• [Entries from a dataset]

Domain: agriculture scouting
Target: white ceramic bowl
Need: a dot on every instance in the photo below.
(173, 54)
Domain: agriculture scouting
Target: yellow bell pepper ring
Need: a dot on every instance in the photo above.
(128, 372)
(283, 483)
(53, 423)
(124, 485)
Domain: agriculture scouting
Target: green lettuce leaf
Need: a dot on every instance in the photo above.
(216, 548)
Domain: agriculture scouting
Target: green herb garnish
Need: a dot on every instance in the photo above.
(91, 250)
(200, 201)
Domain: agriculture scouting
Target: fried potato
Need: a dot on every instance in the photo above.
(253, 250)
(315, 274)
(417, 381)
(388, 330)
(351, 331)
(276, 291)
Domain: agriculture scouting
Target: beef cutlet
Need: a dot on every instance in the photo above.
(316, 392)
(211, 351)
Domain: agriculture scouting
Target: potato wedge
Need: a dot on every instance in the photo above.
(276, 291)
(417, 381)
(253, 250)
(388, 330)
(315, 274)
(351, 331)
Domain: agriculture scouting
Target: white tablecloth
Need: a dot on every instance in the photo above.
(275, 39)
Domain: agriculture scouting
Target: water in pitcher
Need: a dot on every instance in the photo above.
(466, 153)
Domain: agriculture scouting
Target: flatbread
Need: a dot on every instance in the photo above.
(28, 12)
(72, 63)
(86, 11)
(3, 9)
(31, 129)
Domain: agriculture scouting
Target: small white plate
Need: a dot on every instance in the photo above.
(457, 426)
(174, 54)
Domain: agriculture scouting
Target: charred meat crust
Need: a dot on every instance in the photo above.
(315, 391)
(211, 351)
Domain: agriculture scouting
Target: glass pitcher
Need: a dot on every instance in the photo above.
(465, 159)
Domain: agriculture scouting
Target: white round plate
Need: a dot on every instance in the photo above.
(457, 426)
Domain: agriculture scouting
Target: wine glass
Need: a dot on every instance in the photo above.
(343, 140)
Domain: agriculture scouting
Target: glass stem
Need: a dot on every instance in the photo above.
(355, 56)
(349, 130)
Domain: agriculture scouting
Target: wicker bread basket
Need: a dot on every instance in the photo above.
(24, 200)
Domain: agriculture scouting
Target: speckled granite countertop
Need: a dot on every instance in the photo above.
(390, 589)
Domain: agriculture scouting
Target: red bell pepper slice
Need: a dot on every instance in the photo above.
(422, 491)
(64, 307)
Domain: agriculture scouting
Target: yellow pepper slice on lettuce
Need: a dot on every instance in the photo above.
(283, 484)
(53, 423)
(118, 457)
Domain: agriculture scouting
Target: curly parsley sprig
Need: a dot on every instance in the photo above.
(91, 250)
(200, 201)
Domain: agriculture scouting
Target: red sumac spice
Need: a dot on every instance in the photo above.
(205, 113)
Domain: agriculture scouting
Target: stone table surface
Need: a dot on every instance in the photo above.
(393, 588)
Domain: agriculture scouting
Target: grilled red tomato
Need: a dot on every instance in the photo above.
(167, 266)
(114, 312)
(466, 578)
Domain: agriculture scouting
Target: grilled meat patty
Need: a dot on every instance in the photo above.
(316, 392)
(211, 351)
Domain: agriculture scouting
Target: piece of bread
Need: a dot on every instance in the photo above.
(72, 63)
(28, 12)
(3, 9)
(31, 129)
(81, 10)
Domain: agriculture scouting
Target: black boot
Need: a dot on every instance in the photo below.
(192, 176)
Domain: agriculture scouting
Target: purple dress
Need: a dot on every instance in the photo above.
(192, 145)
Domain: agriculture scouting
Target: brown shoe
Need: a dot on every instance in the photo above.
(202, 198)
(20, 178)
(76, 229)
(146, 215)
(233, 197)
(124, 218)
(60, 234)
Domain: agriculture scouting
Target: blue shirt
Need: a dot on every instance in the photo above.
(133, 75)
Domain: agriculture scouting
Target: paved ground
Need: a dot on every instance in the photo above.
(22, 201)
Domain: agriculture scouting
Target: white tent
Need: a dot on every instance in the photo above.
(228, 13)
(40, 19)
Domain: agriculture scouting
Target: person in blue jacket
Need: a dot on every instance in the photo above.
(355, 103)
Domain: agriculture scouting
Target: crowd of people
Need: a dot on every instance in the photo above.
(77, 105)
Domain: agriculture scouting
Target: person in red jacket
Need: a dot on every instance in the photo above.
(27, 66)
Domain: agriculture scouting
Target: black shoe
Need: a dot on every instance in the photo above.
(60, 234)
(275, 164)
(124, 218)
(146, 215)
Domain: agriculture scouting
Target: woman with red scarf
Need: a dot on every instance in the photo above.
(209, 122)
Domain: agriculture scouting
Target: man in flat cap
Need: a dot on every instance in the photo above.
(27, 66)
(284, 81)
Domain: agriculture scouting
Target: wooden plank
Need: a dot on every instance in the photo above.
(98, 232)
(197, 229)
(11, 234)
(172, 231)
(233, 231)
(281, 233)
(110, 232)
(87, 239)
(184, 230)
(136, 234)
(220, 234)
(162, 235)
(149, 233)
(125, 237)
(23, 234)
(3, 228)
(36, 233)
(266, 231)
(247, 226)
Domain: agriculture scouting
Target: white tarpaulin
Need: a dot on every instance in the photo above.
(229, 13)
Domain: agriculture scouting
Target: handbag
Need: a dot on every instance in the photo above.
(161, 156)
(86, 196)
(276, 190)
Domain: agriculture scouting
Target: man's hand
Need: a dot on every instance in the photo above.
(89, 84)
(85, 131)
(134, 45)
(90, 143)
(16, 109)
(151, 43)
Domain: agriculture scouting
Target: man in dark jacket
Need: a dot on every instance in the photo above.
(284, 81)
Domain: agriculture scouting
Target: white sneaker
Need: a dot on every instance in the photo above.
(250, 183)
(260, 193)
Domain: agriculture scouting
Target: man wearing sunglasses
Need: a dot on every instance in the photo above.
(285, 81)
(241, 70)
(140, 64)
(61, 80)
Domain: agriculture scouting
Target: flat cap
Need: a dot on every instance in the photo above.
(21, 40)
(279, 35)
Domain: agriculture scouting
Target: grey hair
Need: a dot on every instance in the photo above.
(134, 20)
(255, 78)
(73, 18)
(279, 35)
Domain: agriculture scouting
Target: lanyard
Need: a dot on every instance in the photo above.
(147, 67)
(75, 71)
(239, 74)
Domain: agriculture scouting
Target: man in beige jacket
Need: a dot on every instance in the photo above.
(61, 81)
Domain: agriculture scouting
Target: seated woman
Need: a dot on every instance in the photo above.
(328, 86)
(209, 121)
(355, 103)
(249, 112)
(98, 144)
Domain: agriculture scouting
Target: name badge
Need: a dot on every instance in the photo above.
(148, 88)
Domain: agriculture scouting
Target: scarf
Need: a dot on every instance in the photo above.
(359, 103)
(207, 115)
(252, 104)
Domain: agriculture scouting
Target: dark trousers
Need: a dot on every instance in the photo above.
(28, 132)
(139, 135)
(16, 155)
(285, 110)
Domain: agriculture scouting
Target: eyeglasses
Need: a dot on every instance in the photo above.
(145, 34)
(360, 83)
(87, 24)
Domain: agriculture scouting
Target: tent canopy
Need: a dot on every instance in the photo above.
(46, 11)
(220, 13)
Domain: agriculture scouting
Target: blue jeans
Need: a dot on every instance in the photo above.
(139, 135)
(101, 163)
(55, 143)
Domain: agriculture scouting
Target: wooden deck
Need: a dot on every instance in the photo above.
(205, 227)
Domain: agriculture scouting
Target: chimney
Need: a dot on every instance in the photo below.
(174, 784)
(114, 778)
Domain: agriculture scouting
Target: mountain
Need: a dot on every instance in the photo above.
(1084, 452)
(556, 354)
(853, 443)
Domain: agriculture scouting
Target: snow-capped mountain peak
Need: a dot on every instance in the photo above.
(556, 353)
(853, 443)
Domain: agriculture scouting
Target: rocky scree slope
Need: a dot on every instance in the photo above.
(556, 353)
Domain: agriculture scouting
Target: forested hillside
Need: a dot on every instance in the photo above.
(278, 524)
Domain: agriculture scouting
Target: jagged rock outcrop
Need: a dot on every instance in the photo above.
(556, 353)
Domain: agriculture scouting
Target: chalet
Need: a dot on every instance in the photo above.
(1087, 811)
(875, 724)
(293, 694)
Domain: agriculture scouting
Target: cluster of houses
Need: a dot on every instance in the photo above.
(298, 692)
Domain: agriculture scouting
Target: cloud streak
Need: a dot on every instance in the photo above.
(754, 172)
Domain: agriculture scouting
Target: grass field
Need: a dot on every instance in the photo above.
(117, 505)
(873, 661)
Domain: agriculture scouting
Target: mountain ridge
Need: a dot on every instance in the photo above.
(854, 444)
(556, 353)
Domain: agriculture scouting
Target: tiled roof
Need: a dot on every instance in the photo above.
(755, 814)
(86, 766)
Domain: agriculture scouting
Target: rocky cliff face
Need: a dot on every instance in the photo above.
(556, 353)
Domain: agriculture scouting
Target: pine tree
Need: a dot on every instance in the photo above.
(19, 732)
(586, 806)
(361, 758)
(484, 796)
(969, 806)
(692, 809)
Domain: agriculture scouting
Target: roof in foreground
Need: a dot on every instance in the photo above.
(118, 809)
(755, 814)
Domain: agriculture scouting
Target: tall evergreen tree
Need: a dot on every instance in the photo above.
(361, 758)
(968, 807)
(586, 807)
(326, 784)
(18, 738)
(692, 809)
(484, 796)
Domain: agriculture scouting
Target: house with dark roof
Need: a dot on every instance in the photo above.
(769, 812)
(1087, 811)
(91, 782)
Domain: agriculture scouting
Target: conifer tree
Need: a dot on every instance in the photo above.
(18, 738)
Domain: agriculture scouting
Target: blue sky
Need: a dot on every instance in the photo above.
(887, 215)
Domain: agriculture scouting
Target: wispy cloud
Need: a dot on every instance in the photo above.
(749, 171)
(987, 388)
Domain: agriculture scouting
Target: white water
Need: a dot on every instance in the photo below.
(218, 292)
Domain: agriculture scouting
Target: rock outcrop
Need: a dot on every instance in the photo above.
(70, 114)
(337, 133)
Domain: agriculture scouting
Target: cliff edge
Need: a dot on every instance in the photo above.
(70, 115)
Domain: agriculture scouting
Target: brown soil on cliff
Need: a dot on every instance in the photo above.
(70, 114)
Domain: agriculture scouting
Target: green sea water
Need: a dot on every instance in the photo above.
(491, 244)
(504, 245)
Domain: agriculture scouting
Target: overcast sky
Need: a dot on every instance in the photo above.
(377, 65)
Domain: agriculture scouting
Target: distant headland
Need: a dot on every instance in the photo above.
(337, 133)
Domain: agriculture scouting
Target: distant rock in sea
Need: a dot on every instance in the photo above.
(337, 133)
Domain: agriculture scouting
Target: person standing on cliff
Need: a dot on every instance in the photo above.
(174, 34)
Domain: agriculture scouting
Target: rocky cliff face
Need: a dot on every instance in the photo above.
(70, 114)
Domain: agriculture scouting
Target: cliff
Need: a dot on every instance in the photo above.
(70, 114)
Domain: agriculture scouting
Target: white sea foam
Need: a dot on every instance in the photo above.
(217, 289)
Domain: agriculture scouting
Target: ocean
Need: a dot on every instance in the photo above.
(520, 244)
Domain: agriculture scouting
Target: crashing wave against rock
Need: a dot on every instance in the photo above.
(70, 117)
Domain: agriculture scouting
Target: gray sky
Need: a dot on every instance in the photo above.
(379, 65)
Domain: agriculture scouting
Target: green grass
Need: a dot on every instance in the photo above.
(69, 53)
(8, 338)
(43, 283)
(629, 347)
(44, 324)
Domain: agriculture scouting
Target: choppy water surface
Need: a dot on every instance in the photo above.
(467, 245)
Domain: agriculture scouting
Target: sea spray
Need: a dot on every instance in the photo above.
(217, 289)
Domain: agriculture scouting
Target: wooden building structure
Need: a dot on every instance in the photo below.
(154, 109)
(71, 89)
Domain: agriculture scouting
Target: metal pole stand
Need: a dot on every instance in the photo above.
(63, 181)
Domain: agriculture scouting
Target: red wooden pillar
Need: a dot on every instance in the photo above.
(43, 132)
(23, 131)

• [WHAT YOU ARE ASKED TO DO]
Return every line of the listing above that contains the string "plate", treating uppercase and lowercase as distinct.

• [SOLUTION FOR THIS TASK]
Target: small white plate
Target: white round plate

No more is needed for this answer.